• **Task**:
Begin at the line with "For an urgent annotation task, I need the smooth" and set down each line exactly until the listing ends. Images stay out.

==========

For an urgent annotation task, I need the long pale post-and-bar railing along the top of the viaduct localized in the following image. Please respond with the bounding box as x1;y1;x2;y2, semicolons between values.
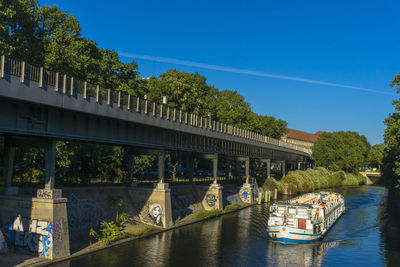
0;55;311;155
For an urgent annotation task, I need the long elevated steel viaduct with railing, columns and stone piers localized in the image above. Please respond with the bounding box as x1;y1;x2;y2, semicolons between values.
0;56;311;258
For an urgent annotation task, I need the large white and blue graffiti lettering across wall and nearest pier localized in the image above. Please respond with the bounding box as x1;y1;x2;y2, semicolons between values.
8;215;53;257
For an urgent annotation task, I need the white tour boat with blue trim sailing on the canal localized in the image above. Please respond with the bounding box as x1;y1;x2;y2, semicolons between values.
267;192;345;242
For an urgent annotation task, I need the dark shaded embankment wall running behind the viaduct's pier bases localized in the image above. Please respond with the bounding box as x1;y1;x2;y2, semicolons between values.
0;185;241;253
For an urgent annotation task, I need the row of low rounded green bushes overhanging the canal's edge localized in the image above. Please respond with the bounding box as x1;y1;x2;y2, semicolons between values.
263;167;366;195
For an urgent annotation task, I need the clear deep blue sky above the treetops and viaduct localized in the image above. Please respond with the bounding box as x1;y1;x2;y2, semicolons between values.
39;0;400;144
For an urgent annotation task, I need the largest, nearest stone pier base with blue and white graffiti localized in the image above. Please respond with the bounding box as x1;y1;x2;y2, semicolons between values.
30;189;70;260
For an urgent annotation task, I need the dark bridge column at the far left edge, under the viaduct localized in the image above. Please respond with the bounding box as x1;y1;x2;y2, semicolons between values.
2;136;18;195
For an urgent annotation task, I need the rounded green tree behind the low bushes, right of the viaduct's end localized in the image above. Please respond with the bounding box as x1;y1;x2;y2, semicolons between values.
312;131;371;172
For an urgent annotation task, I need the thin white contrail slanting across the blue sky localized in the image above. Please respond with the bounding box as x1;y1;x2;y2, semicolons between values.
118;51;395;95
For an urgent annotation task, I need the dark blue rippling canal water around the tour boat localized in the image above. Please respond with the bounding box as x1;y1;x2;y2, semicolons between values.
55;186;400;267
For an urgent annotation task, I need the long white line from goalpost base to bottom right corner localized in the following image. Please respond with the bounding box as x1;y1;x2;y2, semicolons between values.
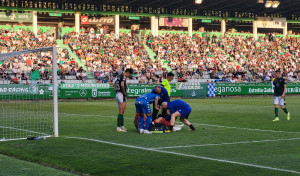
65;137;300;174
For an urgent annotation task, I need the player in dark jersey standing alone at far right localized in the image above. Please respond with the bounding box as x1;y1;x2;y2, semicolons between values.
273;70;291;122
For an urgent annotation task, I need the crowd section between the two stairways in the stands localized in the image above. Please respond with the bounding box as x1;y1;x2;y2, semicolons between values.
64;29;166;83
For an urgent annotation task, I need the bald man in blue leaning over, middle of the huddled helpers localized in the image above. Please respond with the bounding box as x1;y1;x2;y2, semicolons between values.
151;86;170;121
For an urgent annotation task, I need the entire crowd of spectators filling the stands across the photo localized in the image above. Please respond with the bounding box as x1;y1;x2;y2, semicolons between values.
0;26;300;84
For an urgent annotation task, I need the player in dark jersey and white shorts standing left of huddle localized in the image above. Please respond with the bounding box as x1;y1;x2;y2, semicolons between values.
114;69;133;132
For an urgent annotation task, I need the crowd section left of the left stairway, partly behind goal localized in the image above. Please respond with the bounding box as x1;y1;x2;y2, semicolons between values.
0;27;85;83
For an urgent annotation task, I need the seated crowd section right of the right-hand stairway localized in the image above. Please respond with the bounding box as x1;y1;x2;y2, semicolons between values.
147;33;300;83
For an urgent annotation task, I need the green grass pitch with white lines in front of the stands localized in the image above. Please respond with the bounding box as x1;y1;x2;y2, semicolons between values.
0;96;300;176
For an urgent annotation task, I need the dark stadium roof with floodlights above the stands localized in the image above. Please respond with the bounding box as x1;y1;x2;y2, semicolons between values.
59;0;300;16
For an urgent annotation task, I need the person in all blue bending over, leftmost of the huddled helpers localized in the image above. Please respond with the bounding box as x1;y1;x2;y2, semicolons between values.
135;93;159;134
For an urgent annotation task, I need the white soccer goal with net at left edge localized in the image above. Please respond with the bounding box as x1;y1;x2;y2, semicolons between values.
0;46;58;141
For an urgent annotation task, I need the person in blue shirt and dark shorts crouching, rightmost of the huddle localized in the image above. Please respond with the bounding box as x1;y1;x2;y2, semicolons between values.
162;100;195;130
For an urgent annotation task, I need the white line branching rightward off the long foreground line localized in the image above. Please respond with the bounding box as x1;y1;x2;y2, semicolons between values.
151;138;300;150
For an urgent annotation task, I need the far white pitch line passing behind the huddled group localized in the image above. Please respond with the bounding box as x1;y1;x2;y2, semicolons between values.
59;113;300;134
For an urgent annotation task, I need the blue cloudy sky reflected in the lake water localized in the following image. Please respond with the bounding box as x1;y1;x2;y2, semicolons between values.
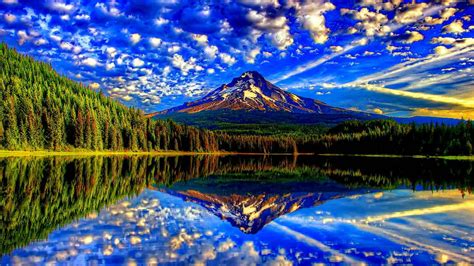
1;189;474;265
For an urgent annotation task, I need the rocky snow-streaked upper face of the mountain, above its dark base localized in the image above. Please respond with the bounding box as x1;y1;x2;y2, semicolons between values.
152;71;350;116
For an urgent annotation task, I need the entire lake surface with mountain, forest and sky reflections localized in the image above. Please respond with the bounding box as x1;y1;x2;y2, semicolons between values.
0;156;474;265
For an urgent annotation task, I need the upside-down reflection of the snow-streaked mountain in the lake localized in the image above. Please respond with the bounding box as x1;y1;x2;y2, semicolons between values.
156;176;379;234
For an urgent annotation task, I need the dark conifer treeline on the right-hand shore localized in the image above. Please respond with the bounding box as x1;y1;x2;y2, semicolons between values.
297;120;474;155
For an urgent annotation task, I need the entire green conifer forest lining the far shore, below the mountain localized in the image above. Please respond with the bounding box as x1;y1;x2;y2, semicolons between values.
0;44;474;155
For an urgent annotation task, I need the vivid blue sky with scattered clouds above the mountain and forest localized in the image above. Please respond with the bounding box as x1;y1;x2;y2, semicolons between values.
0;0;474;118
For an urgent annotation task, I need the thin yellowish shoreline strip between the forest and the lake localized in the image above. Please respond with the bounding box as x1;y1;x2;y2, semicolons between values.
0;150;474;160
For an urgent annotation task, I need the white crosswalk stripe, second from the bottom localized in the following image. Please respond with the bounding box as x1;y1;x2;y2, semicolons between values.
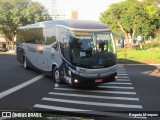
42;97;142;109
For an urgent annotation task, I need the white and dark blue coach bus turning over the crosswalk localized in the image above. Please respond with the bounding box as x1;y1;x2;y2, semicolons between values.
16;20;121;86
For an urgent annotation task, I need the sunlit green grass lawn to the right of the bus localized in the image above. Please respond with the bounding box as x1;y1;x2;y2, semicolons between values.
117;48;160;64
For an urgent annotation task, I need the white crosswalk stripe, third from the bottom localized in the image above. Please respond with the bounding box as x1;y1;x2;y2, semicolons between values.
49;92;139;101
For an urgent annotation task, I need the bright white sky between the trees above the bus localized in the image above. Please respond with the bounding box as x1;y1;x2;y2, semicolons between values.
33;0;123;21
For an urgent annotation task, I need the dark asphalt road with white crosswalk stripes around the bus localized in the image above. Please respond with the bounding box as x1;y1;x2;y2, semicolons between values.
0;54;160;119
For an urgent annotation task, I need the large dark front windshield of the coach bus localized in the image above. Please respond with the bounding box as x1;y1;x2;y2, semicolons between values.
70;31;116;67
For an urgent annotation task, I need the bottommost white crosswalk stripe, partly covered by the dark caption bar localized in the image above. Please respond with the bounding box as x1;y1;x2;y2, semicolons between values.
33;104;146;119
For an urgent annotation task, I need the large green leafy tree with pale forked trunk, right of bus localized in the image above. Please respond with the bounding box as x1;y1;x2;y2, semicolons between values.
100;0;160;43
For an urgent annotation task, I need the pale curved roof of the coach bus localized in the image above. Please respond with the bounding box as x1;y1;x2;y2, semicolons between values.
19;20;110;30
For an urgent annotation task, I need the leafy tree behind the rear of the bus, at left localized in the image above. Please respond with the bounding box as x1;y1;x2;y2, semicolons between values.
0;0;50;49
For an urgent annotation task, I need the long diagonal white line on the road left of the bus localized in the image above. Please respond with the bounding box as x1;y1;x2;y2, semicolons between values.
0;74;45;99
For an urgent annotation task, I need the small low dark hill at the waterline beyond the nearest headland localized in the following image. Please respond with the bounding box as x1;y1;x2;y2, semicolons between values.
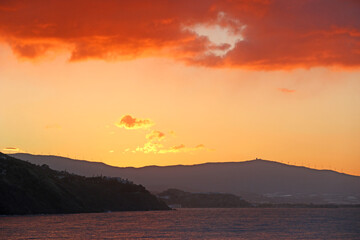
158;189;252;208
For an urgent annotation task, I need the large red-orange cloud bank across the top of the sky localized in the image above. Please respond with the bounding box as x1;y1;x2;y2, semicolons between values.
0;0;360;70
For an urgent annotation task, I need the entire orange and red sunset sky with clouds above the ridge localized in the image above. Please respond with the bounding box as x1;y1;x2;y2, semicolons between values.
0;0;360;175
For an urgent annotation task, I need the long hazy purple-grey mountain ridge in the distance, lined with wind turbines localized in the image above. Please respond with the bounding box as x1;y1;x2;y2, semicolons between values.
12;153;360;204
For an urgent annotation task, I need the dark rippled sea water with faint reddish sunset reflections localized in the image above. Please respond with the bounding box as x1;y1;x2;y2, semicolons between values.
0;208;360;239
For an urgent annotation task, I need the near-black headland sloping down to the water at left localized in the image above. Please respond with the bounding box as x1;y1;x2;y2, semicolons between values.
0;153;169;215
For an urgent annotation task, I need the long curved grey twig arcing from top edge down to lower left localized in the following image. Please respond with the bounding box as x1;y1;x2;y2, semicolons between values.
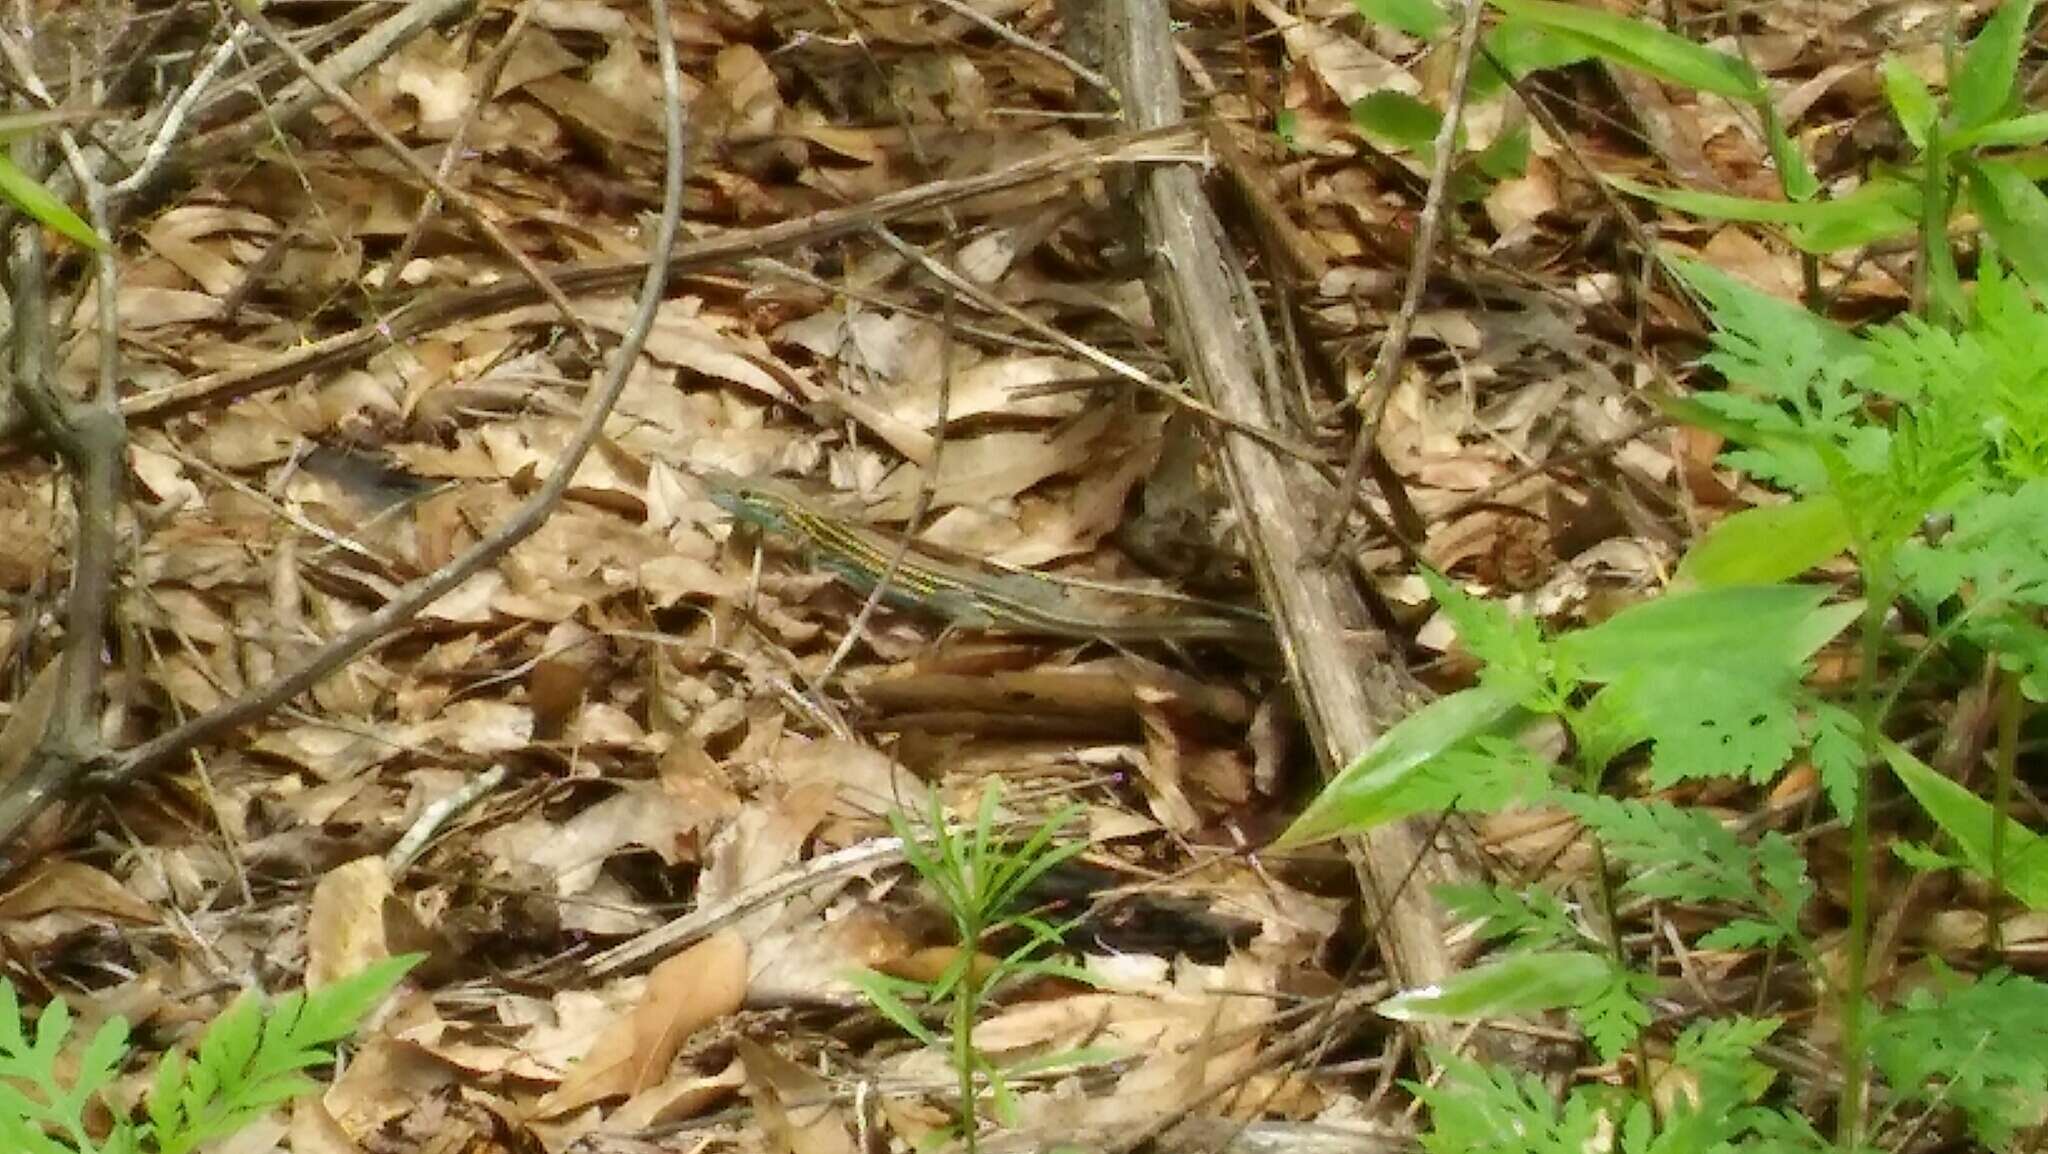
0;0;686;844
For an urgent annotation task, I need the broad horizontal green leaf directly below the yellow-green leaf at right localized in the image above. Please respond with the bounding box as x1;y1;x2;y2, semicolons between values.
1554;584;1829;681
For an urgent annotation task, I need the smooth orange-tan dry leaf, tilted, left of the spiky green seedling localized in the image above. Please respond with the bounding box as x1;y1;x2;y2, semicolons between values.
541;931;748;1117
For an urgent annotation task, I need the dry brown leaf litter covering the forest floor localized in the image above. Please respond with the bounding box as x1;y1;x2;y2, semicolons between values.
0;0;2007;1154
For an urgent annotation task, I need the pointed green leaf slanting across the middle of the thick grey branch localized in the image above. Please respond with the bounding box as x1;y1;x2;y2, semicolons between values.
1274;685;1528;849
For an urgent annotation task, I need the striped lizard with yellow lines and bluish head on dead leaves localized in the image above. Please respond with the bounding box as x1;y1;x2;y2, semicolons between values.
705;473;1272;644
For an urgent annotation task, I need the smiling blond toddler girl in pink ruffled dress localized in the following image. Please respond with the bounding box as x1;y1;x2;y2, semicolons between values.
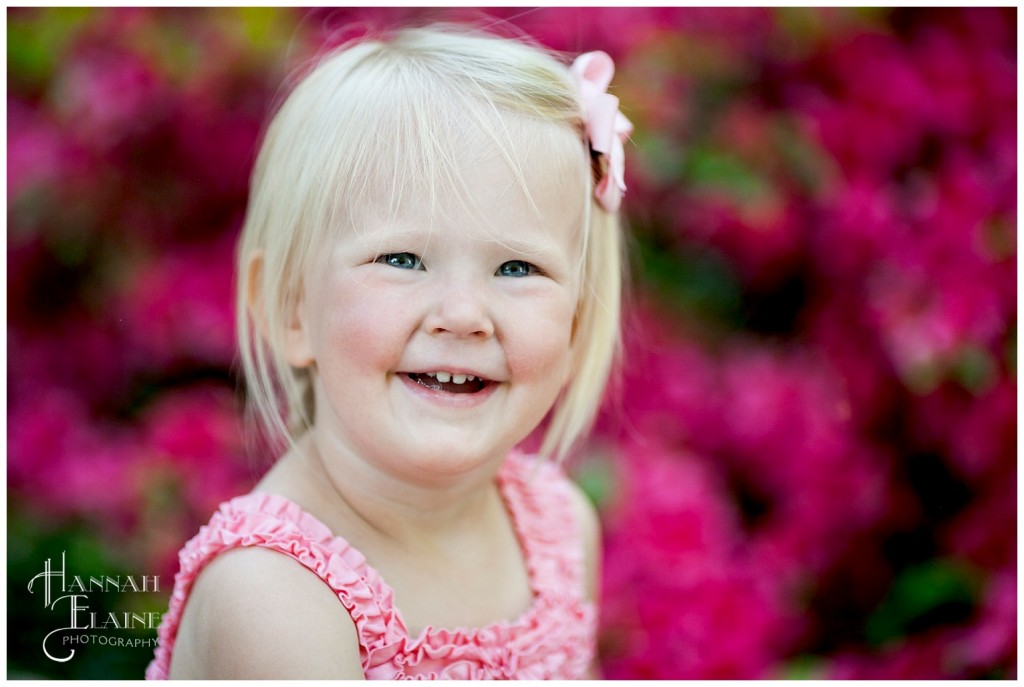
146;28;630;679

==========

• **Response to this task**:
For an urgent annotation task, I need the smooth orange-tan dry leaf, tilted, left of the spiky green seedling localized in the image above. Please respond with the bounding box as x1;y1;x2;y2, semicolons between values.
541;931;748;1117
For an urgent annotation task, I need the dry brown leaf litter covering the forest floor localized in the image above. Please respond with the bounding box as x1;y1;x2;y2, semicolons between values.
0;0;2007;1154
For an urgent annotation task, I need the pointed green leaf slanting across the middle of the thick grey branch localized in the image above. Please respond with the bounding box as x1;y1;x2;y2, semicolons between values.
1274;685;1528;849
For an urgent annotation task, I need the striped lizard with yellow lines and bluish head on dead leaves localized in the image above. Please respond with the bounding box as x1;y1;x2;y2, semicolons between values.
705;473;1272;644
For an urgent annotation task, I need the smiling blond toddler girl in pink ruffled dress localized in the following image. Please respond with the bounding box as x1;y1;x2;y2, semicolons between values.
146;28;630;679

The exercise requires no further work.